── The input ──
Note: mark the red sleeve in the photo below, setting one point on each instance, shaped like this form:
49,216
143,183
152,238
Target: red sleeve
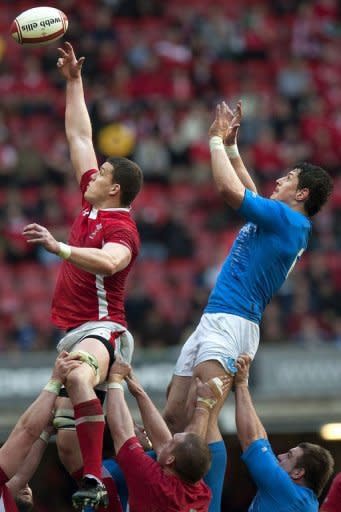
332,502
141,472
86,177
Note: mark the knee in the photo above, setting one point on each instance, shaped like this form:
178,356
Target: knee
79,376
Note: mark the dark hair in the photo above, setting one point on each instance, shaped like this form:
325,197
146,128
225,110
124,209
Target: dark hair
319,183
192,458
318,465
129,176
23,505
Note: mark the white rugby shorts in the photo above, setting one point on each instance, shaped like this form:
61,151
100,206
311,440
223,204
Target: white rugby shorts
219,336
124,344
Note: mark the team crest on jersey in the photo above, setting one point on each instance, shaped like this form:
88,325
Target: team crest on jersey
96,230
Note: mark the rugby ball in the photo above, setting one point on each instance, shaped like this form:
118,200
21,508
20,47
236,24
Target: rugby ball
39,26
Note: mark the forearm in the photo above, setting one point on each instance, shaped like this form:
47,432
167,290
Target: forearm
77,120
225,177
95,261
242,173
28,468
199,421
119,418
153,422
249,426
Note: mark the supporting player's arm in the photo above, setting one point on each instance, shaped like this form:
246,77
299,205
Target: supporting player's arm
249,426
155,426
224,175
35,418
77,121
108,260
231,146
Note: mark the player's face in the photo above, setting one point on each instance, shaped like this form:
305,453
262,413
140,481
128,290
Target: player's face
100,185
24,498
288,460
286,187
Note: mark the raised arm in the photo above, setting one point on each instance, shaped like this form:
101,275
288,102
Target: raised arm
108,260
77,121
249,426
208,394
224,175
231,146
35,418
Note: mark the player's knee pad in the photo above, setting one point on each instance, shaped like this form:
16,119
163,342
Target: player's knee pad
89,359
64,419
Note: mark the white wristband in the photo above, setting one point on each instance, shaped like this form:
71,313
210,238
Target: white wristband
45,436
216,142
232,151
115,385
64,251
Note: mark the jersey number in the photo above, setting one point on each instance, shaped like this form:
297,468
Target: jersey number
299,254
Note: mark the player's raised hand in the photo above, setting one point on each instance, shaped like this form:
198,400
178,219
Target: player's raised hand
232,133
37,234
64,364
70,68
221,123
119,370
243,365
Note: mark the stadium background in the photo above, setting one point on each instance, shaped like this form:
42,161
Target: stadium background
154,71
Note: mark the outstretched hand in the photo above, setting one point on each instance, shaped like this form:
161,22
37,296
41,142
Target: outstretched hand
243,365
37,234
236,117
226,123
70,68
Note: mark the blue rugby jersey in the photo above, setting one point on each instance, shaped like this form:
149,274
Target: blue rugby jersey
263,254
276,491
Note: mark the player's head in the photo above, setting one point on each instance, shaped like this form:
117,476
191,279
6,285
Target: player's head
118,180
308,463
24,499
306,185
188,455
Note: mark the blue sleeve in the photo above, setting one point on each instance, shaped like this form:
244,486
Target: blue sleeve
267,473
266,213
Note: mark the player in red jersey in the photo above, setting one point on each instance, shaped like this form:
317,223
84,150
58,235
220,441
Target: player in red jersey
21,453
332,502
174,480
89,296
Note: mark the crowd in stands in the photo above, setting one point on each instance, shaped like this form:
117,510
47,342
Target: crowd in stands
154,72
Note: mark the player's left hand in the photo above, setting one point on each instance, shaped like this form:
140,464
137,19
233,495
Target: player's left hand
37,234
215,388
119,368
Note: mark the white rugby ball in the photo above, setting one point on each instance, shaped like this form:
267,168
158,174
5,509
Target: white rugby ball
39,26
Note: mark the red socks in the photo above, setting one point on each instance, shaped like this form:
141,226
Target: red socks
89,421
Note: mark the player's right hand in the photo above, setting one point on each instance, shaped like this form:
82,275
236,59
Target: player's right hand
69,67
64,364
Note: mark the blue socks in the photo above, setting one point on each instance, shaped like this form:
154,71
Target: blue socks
215,477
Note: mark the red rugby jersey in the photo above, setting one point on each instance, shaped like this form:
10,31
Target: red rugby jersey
79,295
7,503
332,502
152,489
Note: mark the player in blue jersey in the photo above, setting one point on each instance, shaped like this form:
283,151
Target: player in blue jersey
291,481
263,254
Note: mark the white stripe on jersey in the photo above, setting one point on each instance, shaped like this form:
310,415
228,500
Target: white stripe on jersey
102,298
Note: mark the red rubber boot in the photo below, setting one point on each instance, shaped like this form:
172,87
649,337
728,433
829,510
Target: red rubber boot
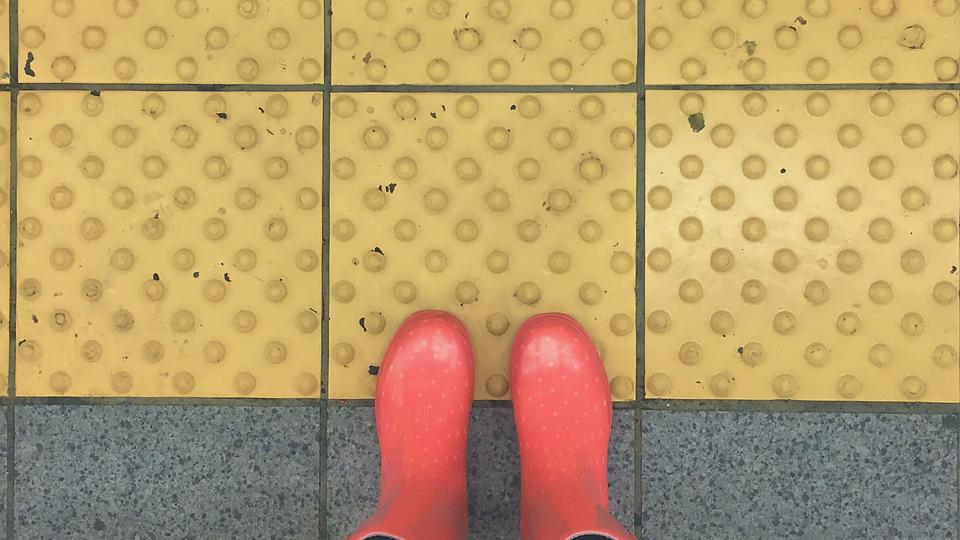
563,410
424,394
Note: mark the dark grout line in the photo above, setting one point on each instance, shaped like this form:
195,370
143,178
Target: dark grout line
641,140
796,406
168,402
678,405
805,86
175,87
325,266
13,9
327,86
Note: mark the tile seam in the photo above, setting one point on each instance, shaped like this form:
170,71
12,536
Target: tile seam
641,267
13,50
325,266
479,88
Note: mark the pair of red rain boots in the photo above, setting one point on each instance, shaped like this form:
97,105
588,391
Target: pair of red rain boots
562,409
───
- **Exercise prompt**
Extract the text of all the records above verbatim, excluding pictures.

- **Exercise result**
Note: mark the red sleeve in the photo below, setting one point on each instance, shaped like this form:
49,216
143,183
152,238
Target: red sleeve
332,502
141,472
86,177
Note: mark the knee in the photo above, setting one point on each instance, shaped like this form:
178,356
Target: knee
79,376
Note: mark the dark hair in the photo above, setting one point on each instance, shaped like this form:
325,197
146,128
225,110
124,209
Target: dark hair
319,183
192,458
318,465
129,176
23,505
Note: mark the white rugby shorts in the photo above, setting one point on each instance, shaped like this form:
61,151
100,206
311,440
223,204
Target: white rugby shorts
219,336
124,344
Note: mark the team crest on jersey in the photo above, setting one point on each instance, shaped like this form:
88,325
Target: team crest on jersey
96,230
Note: mark the rugby ball in the photo above, setting one point on each instance, shaped like this form:
118,200
21,508
20,47
236,24
Target: rugby ball
39,26
Note: mark the forearm in the photo above, setting one point on each instance, shaped like this form:
47,432
167,290
Target: forearm
77,120
225,177
95,261
242,173
28,468
199,421
119,418
153,422
249,426
Note: mark the supporting player's arm in the photo above, setting one point on each instance, shaped like this form:
246,77
299,205
Target: supporting player's arm
249,426
155,426
224,175
35,418
77,121
108,260
231,146
Note: mark the player's face in the photo above, setting one point on each instance, shaped like this form:
305,453
262,413
140,481
128,290
Target: player's face
100,185
24,498
288,460
286,187
Note: mark the raised arm in the photo above, setting one point on each instance, shaped like this form:
101,275
288,102
Target: raised arm
108,260
77,121
249,426
208,394
224,175
231,146
35,418
Note: mark the player's knee pad in the photo above, setting one point on each instance, shaped like this form:
16,119
163,342
Target: player's knee pad
89,359
64,419
Note: mark the white wristband in the photo above, setting one point on each instance, shaped like this form:
71,313
210,238
Target: white wristband
45,436
216,142
232,151
115,385
64,251
Note: mark the jersey number in the photo above, setting one point on each instance, shaped like this form:
297,468
Target: jersey number
299,254
Note: mark the player's raised hand in the photo above, setting one point on each instance, shaped like this form:
198,400
178,219
Target: player's raised hand
232,133
37,234
64,364
70,68
221,123
119,370
243,365
Note: mark the stadium background in the photo above, setting one point on each instance, shaped like this form:
42,161
Target: stadium background
154,71
Note: mark the outstretched hand in the photo above, setting one point on each instance, shaped like this form:
161,22
37,296
41,142
Target: outstretched hand
243,365
37,234
236,117
226,123
70,68
Note: mark the blue rugby jersey in the photo above, setting one point on each instance, shaped like this form:
149,274
Target: blue rugby jersey
263,254
276,491
Note: mark the player's head in the photo above, setting one point on each instance, shaped like this form:
117,476
191,279
6,285
Target: player's head
118,180
308,463
24,499
306,185
188,455
Note: mark the blue sleeve in the photo above, setting one point on each instance, shaped like this form:
244,486
Target: blue sleeve
267,473
266,213
Note: mark the player in red jersey in the photo above, setting one point on each instance, shaped like this form:
317,223
84,150
58,235
220,441
Target: player in red jersey
21,453
332,502
174,480
89,296
Note: mark the crowd in stands in the photo above, setting one point on each instance, shaped like this form:
117,510
47,342
Target: crowd in stands
154,72
Note: mark the player's left hand in the photo above, setting one point on each instance, shaped like this form:
140,464
137,19
233,495
Target: player's left hand
37,234
215,388
119,368
Note: mark the white rugby ball in the photo above, setting one point on each instance, shaped like this form:
267,168
158,174
5,509
Target: white rugby ball
39,26
Note: mark the red socks in the photo above, setting one point on each instance, shaped like this form:
141,226
Target: red socks
89,421
Note: mark the player's right hand in the photo above, setting one point on each instance, shaped like this form:
82,275
236,59
Target: player's right hand
69,67
64,364
Note: mark the blue socks in the photo above, setting one point on each instance, shaped like this form:
154,71
Target: blue socks
215,477
Note: mark the red rugby jersey in the photo above, setting one point on each instance, shaped like this form:
10,31
Target: red rugby jersey
79,295
7,503
332,502
152,489
Note: mark the player in blue jersey in the photo above, setting one point on each instance, shaped like this form:
283,151
Target: player in blue jersey
291,481
263,254
Note: mark the white stripe on jersey in the photo above, setting one point on each instance, shaped like this form:
310,415
228,500
Target: white stripe on jersey
102,298
Note: mark the red rubber boot in the photo below, setting one point on each instance, shaped like this form:
172,87
649,337
728,433
829,510
Target: red rubber boot
563,410
424,394
Note: mark the dark grout line in the photo above, setting one point on each instance, shaped like this form:
195,370
143,178
Target: dark grout line
641,140
796,406
168,402
678,405
805,86
175,87
325,266
13,9
327,86
Note: mark the tile seam in the photo above, setting one point on each instance, shaped like this form:
170,71
12,536
Target: tile seam
641,267
13,50
325,266
479,88
Note: mark the pair of red rain boots in the photo above, setting one point on each instance, shaped like this form:
97,105
588,391
Target: pair of red rain boots
562,409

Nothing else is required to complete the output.